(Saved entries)
**********

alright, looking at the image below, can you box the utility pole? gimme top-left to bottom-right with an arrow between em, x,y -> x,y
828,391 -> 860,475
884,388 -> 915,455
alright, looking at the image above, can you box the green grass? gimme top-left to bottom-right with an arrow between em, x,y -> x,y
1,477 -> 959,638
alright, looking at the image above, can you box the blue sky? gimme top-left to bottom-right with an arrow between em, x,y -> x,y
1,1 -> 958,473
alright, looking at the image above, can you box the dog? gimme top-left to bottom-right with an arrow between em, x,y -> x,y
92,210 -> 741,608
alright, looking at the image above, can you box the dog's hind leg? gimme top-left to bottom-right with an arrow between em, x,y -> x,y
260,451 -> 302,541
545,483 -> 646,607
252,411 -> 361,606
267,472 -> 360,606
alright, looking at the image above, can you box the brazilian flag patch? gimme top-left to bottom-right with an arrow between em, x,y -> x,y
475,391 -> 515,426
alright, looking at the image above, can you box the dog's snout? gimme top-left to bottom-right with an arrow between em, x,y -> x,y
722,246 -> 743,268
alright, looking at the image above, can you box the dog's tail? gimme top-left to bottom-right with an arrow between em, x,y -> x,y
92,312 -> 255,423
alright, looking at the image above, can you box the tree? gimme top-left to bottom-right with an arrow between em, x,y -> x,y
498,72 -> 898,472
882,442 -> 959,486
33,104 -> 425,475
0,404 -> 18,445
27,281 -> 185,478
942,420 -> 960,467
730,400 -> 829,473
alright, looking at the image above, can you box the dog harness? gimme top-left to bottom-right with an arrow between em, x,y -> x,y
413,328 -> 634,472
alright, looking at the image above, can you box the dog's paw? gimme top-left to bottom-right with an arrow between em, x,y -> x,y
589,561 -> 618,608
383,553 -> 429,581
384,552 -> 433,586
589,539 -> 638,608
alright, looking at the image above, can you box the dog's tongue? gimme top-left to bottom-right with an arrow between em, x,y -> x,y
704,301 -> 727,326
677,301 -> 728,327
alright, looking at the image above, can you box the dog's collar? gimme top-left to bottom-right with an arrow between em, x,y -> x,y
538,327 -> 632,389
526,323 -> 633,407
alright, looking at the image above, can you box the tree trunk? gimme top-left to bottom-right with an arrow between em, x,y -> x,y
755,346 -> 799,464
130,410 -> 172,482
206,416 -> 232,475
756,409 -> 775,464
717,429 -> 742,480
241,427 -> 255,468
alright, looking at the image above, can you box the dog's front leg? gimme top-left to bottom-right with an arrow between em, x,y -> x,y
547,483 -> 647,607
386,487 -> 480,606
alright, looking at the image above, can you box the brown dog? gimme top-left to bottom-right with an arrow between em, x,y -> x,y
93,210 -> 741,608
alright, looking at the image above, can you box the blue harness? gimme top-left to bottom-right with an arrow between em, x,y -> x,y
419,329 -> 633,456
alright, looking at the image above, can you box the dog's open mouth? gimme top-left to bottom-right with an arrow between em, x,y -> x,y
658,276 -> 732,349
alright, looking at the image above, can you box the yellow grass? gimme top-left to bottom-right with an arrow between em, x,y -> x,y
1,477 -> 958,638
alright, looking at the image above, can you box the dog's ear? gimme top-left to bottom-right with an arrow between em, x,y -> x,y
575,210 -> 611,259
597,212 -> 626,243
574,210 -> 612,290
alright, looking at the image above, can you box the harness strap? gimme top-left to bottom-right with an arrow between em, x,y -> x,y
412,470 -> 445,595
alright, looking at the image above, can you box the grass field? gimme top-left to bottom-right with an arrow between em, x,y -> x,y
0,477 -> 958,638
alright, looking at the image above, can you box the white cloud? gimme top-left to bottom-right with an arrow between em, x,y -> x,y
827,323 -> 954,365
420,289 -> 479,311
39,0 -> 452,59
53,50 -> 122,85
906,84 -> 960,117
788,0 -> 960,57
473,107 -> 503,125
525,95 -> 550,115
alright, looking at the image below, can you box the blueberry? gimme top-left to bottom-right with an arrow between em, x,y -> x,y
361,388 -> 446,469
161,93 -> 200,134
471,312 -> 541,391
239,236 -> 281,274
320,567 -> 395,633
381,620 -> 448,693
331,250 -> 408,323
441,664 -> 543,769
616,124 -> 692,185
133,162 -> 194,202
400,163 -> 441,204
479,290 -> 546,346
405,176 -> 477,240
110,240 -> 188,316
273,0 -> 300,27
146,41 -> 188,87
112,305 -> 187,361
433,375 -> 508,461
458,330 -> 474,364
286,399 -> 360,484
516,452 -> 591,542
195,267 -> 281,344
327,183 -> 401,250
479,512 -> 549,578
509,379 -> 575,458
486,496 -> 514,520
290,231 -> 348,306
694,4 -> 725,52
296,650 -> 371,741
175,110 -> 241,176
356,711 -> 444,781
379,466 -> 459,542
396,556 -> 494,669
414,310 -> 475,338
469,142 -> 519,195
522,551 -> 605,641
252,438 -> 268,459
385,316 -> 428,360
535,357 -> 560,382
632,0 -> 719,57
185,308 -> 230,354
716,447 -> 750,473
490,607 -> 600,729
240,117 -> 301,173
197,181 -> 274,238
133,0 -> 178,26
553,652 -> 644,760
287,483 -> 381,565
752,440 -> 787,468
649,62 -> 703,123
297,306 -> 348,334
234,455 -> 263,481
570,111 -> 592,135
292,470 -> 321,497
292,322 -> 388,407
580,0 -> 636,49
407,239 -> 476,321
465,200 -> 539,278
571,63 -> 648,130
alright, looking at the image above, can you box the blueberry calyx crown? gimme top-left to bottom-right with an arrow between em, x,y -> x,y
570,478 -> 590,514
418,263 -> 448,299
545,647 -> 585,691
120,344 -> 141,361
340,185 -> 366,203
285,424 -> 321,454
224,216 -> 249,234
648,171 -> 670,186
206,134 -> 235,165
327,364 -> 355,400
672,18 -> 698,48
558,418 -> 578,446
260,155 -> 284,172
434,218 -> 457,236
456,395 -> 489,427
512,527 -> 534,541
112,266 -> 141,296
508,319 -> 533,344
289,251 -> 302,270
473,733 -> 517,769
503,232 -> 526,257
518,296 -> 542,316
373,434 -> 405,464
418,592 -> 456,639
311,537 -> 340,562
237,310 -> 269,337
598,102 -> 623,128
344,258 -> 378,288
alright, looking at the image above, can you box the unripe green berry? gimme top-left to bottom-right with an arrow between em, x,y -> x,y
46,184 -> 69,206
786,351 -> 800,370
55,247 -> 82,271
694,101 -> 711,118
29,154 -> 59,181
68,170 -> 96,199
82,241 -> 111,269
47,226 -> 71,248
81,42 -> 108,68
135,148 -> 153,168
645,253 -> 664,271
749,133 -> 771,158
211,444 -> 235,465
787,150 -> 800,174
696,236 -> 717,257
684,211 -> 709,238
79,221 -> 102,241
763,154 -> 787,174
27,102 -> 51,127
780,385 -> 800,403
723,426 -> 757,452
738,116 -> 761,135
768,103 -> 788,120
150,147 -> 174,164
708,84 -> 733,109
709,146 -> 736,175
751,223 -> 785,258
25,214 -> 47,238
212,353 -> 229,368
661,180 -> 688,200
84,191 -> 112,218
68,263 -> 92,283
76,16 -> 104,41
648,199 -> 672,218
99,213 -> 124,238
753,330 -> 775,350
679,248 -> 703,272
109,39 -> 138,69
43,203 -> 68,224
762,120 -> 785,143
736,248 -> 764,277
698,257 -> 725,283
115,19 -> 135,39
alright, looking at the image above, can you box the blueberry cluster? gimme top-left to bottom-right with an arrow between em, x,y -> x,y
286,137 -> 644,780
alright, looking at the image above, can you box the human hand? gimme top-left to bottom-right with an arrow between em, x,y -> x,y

**********

Work to be completed
Copy each entry exactly, with nothing added or dropped.

Result for this task
alright, looking at the image below, can you box the utility pole? gimme top-left to bottom-right with an arrow between em, x,y -> x,y
828,391 -> 860,475
884,388 -> 915,455
alright, looking at the image above, can you box the green grass? gimme top-left to bottom-right with an arrow between em, x,y -> x,y
1,477 -> 959,638
alright, looking at the image above, can you box the blue sky? gimme top-left to bottom-right with an arrow between em, x,y -> x,y
1,1 -> 958,473
alright, looking at the image above, can you box the dog? gimme top-left to bottom-right with an arrow between em, x,y -> x,y
92,210 -> 741,608
alright, looking at the image above, can you box the dog's hind leg? gimme top-left to bottom-right with an arrow between em, x,y -> x,y
260,451 -> 302,541
545,483 -> 646,607
252,411 -> 361,606
267,472 -> 360,606
alright, looking at the image above, can you box the brazilian flag patch? gimme top-left to bottom-right with an arrow between em, x,y -> x,y
475,391 -> 515,426
alright, looking at the image above, can you box the dog's snout? gimme top-left to bottom-right with an arrow between em, x,y -> x,y
722,246 -> 743,268
alright, looking at the image above, can you box the dog's tail? gimme top-left to bottom-right with an arrow between em, x,y -> x,y
92,312 -> 255,423
alright, looking at the image above, can you box the tree? gimme top-left to bottom-right with an arrow between em, x,y -> x,y
498,72 -> 898,472
882,442 -> 959,486
33,104 -> 425,475
0,404 -> 18,445
27,281 -> 185,478
942,420 -> 960,467
730,400 -> 829,473
alright, looking at the image above, can you box the dog harness? gimme top-left to bottom-right with an arrow between em, x,y -> x,y
413,328 -> 634,472
alright, looking at the image above, can you box the dog's paw? gimme top-left to bottom-right with an arrow between em, x,y -> x,y
589,561 -> 618,608
383,553 -> 429,581
384,552 -> 433,586
589,539 -> 638,608
alright, looking at the image above, can you box the dog's tongue? gimme top-left to bottom-right with an arrow between em, x,y -> x,y
704,301 -> 727,326
677,301 -> 728,327
alright, looking at the image above, can you box the dog's collar? gimme top-left to bottom-right with an arrow between em, x,y -> x,y
538,327 -> 632,389
526,323 -> 633,407
alright, looking at the image above, can you box the tree trunk? gimme top-left to bottom-right with an arrow between em, x,y -> x,y
755,346 -> 799,464
130,410 -> 172,482
206,416 -> 232,475
756,409 -> 775,464
717,429 -> 742,480
241,427 -> 255,468
alright, looking at the image above, can you box the dog's front leg? gimme top-left to bottom-right with an arrow between em, x,y -> x,y
547,483 -> 647,607
386,487 -> 480,606
alright, looking at the image above, can you box the brown dog? gimme top-left to bottom-right with an arrow between em, x,y -> x,y
93,210 -> 741,608
alright, looking at the image above, can you box the blue harness? gimme top-left to bottom-right with an arrow between em, x,y -> x,y
419,329 -> 633,456
alright, looking at the image above, can you box the dog's open mouth? gimme top-left to bottom-right with an arrow between em, x,y -> x,y
658,276 -> 732,349
alright, looking at the image above, can you box the yellow grass? gimme top-left to bottom-right with an arrow between em, x,y -> x,y
1,477 -> 958,638
alright, looking at the image above, can you box the dog's ear? gimme top-left to bottom-right with an arrow between em, x,y -> x,y
575,210 -> 611,259
597,212 -> 626,243
574,210 -> 612,290
alright, looking at the image above, can you box the harness strap? gimme top-left to bottom-right with an arrow between em, x,y -> x,y
412,470 -> 445,595
alright, looking at the image above, can you box the grass field? gimme top-left to bottom-right with an arrow between em, x,y -> x,y
0,477 -> 958,638
alright, looking at the image above, can you box the white cloud? gimme top-left to bottom-right with an arrow between em, x,y -> x,y
827,323 -> 954,365
420,289 -> 479,311
39,0 -> 452,59
53,50 -> 122,85
906,84 -> 960,117
788,0 -> 960,57
473,107 -> 503,125
525,95 -> 550,115
alright, looking at the image below, can you box the blueberry? gimme top-left to bottom-right with an arrow between em, x,y -> x,y
361,388 -> 446,469
161,93 -> 200,134
471,312 -> 541,391
239,236 -> 281,274
320,567 -> 395,633
381,620 -> 448,693
331,250 -> 408,323
441,664 -> 543,769
616,124 -> 692,185
133,162 -> 194,202
400,163 -> 441,204
479,290 -> 546,346
405,176 -> 477,240
110,240 -> 188,316
273,0 -> 300,27
146,41 -> 188,87
112,305 -> 187,361
433,375 -> 508,461
458,330 -> 474,364
286,399 -> 360,484
516,452 -> 591,542
195,267 -> 281,344
327,183 -> 401,250
479,512 -> 549,578
509,379 -> 575,458
486,496 -> 514,520
290,231 -> 348,306
694,4 -> 725,52
296,650 -> 371,741
175,110 -> 241,176
356,711 -> 444,781
379,466 -> 459,542
396,556 -> 494,669
414,310 -> 475,338
469,142 -> 519,195
522,551 -> 605,641
252,438 -> 268,459
385,316 -> 428,360
535,357 -> 560,382
632,0 -> 719,57
185,308 -> 230,354
716,447 -> 750,473
490,607 -> 600,729
240,117 -> 301,173
197,181 -> 274,238
133,0 -> 178,26
553,652 -> 644,760
287,483 -> 381,565
752,440 -> 787,468
649,62 -> 703,123
297,306 -> 348,334
234,455 -> 263,481
570,111 -> 592,135
292,470 -> 321,497
292,322 -> 388,407
580,0 -> 636,49
407,239 -> 476,321
465,200 -> 539,278
571,63 -> 648,130
alright, looking at the image above, can you box the blueberry calyx crown? gimme top-left to bottom-right with an arrow between em, x,y -> x,y
570,478 -> 590,514
418,263 -> 448,299
545,647 -> 585,691
120,344 -> 141,361
340,185 -> 366,203
285,424 -> 321,454
224,216 -> 249,234
648,171 -> 670,186
206,134 -> 235,165
327,364 -> 355,400
672,18 -> 698,48
558,418 -> 578,446
260,155 -> 284,172
434,218 -> 457,236
456,395 -> 489,427
512,527 -> 534,541
112,266 -> 141,296
508,319 -> 533,344
289,251 -> 302,270
473,733 -> 517,769
503,232 -> 526,257
518,296 -> 542,316
373,434 -> 405,464
418,592 -> 456,639
311,537 -> 340,562
237,310 -> 269,337
598,102 -> 623,128
344,258 -> 378,288
alright, looking at the image above, can you box the unripe green berry? gimme top-left to bottom-right with an arrow between em, x,y -> x,y
46,184 -> 69,206
786,351 -> 800,370
55,247 -> 82,271
694,101 -> 711,118
29,154 -> 59,181
68,170 -> 96,199
82,241 -> 111,269
47,226 -> 71,248
81,42 -> 108,68
135,148 -> 153,168
645,253 -> 664,271
749,133 -> 771,158
211,444 -> 235,465
787,150 -> 800,174
696,236 -> 717,257
684,211 -> 709,238
79,221 -> 102,241
763,154 -> 787,174
27,102 -> 51,127
780,385 -> 800,403
723,426 -> 757,452
738,116 -> 761,135
768,103 -> 788,120
150,147 -> 174,164
708,84 -> 733,109
709,146 -> 736,175
751,223 -> 785,258
25,214 -> 47,238
212,353 -> 229,368
661,180 -> 688,200
84,191 -> 112,218
68,263 -> 92,283
76,16 -> 104,41
648,199 -> 672,218
99,213 -> 124,238
753,330 -> 775,350
679,248 -> 703,272
109,39 -> 138,69
43,203 -> 68,224
762,120 -> 785,143
736,248 -> 764,277
698,257 -> 725,283
115,19 -> 135,39
alright, looking at the image above, can you box the blueberry cluster? gimme top-left to bottom-right with an arrow between em, x,y -> x,y
286,137 -> 644,780
alright, looking at the image above, can you box the human hand? gimme top-left to bottom-right with an arrow between em, x,y -> x,y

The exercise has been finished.